▶ [DOCUMENT TEXT]:
┌──

Biden’s executive orders aren’t the problem. A broken Congress is

(Photo by Alex Wong/Getty Images)

It was tough not to chuckle at a New York Times editorial last week chastising President Joe Biden for the barrage of executive orders that have gone flying out of the Oval Office during his first week behind the Resolute Desk, as if he were the first president ever to do so.

“This is no way to make law. A polarized, narrowly divided Congress may offer Mr. Biden little choice but to employ executive actions or see his entire agenda held hostage,” the Times’ editorial board soberly inveighed. “These directives, however, are a flawed substitute for legislation.”

They’re not wrong — but more on that in a minute.

Biden has, indeed, been busy. He’s committed to the United States rejoining the Paris Climate agreementundone a ban on transgender Americans serving in the armed forces; killed the Keystone XL pipeline; halted construction on the border wallended a hateful Muslim travel ban, and he took action Thursday on a variety of healthcare-related measures.

└──

▶ [SUPPLIED RECORDS]:
┌──

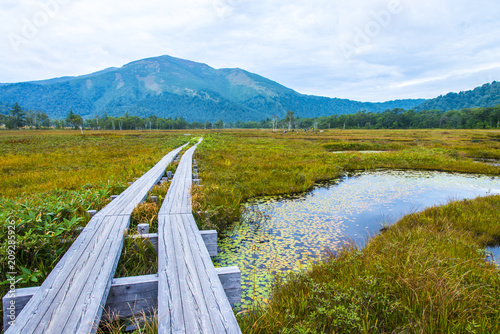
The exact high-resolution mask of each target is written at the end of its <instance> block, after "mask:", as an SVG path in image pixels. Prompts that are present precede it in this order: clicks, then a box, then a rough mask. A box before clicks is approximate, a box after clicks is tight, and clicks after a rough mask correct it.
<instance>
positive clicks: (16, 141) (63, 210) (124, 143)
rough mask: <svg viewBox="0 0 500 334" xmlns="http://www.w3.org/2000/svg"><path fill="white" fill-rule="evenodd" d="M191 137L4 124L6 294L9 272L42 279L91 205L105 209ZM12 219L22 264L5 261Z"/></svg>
mask: <svg viewBox="0 0 500 334" xmlns="http://www.w3.org/2000/svg"><path fill="white" fill-rule="evenodd" d="M188 139H189V137H186V136H184V135H183V133H181V132H173V133H172V132H168V133H166V132H163V133H160V132H139V131H134V132H132V131H131V132H126V131H124V132H102V131H98V132H88V133H86V134H85V135H83V136H82V135H80V134H76V132H75V133H72V132H68V131H62V132H56V131H0V155H1V157H2V159H0V160H1V162H0V166H1V168H0V189H1V197H0V208H1V211H0V239H1V240H2V243H1V245H0V261H1V263H2V277H1V280H0V282H2V284H1V285H0V294H1V295H2V296H3V295H5V293H6V292H7V288H8V284H7V283H8V282H7V281H6V279H7V276H6V273H7V272H12V271H15V272H17V276H16V280H17V284H16V287H17V288H23V287H29V286H38V285H40V284H41V283H42V282H43V280H44V279H45V277H46V276H47V275H48V274H49V273H50V271H51V270H52V268H53V267H54V266H55V265H56V263H57V261H58V260H59V259H60V258H61V256H62V255H64V253H65V252H66V250H67V249H68V248H69V247H70V246H71V244H72V242H73V241H74V240H75V239H76V237H77V236H78V234H79V230H78V228H79V227H83V226H85V225H86V224H87V222H88V221H89V217H88V215H86V211H87V210H88V209H96V210H99V209H101V208H102V207H103V206H105V205H106V204H107V203H108V202H109V200H110V196H111V195H113V194H119V193H120V192H122V191H123V190H124V189H125V188H126V187H127V186H128V185H127V182H131V181H133V180H134V179H135V178H138V177H140V176H142V175H143V174H144V173H145V172H146V171H148V170H149V169H150V168H151V167H152V166H153V165H154V164H156V163H157V162H158V161H159V160H160V159H161V158H162V157H163V156H164V155H165V154H167V153H168V152H170V151H171V150H172V149H174V148H176V147H178V146H180V145H182V144H183V143H185V142H186V141H187V140H188ZM159 191H160V192H161V189H160V190H159ZM143 219H147V218H143V217H136V221H137V222H141V221H142V220H143ZM9 222H13V224H14V225H15V227H16V228H15V236H16V250H15V265H16V270H8V267H7V266H8V263H9V261H8V255H9V250H8V242H7V240H8V238H7V235H8V229H7V224H8V223H9Z"/></svg>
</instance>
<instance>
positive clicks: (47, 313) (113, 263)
mask: <svg viewBox="0 0 500 334" xmlns="http://www.w3.org/2000/svg"><path fill="white" fill-rule="evenodd" d="M180 150H181V148H178V149H176V150H174V151H173V152H171V153H169V154H167V156H165V157H164V158H163V159H162V160H161V161H160V162H159V163H158V164H156V165H155V167H153V168H152V169H151V170H150V171H149V172H147V173H146V174H145V175H143V177H141V178H140V179H139V180H137V182H135V183H134V184H132V185H131V186H130V187H129V188H127V189H126V190H125V191H124V192H123V193H122V194H120V195H119V196H118V197H117V198H116V199H115V200H114V201H112V202H111V203H110V204H108V205H107V206H106V207H105V208H103V209H102V210H101V211H100V212H99V213H97V214H96V215H95V216H94V217H93V218H92V219H91V221H90V222H89V224H88V225H87V227H86V228H85V229H84V231H83V232H82V233H81V234H80V235H79V236H78V238H77V240H76V241H75V242H74V243H73V245H72V246H71V247H70V249H69V250H68V251H67V252H66V254H65V255H64V256H63V258H62V259H61V260H60V261H59V263H58V264H57V265H56V267H55V268H54V270H53V271H52V272H51V273H50V274H49V276H48V277H47V278H46V279H45V281H44V283H43V284H42V286H41V288H40V289H39V291H38V292H37V293H36V294H35V296H33V298H31V300H30V301H29V302H28V304H27V305H26V307H25V308H24V309H23V311H22V312H21V313H20V314H19V316H18V317H17V319H16V322H15V324H14V325H13V326H11V327H10V328H9V330H8V332H7V333H41V332H54V333H93V332H95V331H96V330H97V324H98V322H99V320H100V316H101V313H102V309H103V306H104V303H105V301H106V300H107V296H108V292H109V288H110V286H111V279H112V277H113V275H114V270H115V268H116V264H117V262H118V259H119V256H120V253H121V247H122V245H123V233H124V230H125V229H126V228H127V227H128V222H129V216H130V213H131V212H132V210H133V207H135V206H136V205H137V204H139V203H140V201H142V200H143V199H144V198H145V197H146V196H147V194H148V191H149V190H150V189H151V187H152V186H154V184H156V182H157V181H158V180H159V179H160V178H161V176H162V175H163V173H164V170H165V168H166V165H167V164H168V163H169V162H171V161H172V159H173V157H174V156H175V154H177V153H175V152H179V151H180Z"/></svg>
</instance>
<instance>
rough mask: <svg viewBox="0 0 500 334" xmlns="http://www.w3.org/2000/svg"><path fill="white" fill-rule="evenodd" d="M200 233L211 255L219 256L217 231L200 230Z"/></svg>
mask: <svg viewBox="0 0 500 334" xmlns="http://www.w3.org/2000/svg"><path fill="white" fill-rule="evenodd" d="M200 234H201V237H202V238H203V242H204V243H205V247H206V248H207V251H208V254H210V257H214V256H217V231H216V230H210V231H200Z"/></svg>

└──

▶ [WORK INSTRUCTION A]:
Rewrite the article on Biden's executive orders starting with "(Photo by Alex" and going on through "in a minute.", switching "Oval Office" to "White House".
▶ [WORK INSTRUCTION B]:
List every action the article on Biden's executive orders says Biden has taken.
The items above are separate material and have no connection to the article on Biden's executive orders.

▶ [WORKED SOLUTION A]:
(Photo by Alex Wong/Getty Images)

It was tough not to chuckle at a New York Times editorial last week chastising President Joe Biden for the barrage of executive orders that have gone flying out of the White House during his first week behind the Resolute Desk, as if he were the first president ever to do so.

“This is no way to make law. A polarized, narrowly divided Congress may offer Mr. Biden little choice but to employ executive actions or see his entire agenda held hostage,” the Times’ editorial board soberly inveighed. “These directives, however, are a flawed substitute for legislation.”

They’re not wrong — but more on that in a minute.

▶ [WORKED SOLUTION B]:
- Committed to the United States rejoining the Paris Climate agreement
- Undid a ban on transgender Americans serving in the armed forces
- Killed the Keystone XL pipeline
- Halted construction on the border wall
- Ended a Muslim travel ban
- Took action on a variety of healthcare-related measures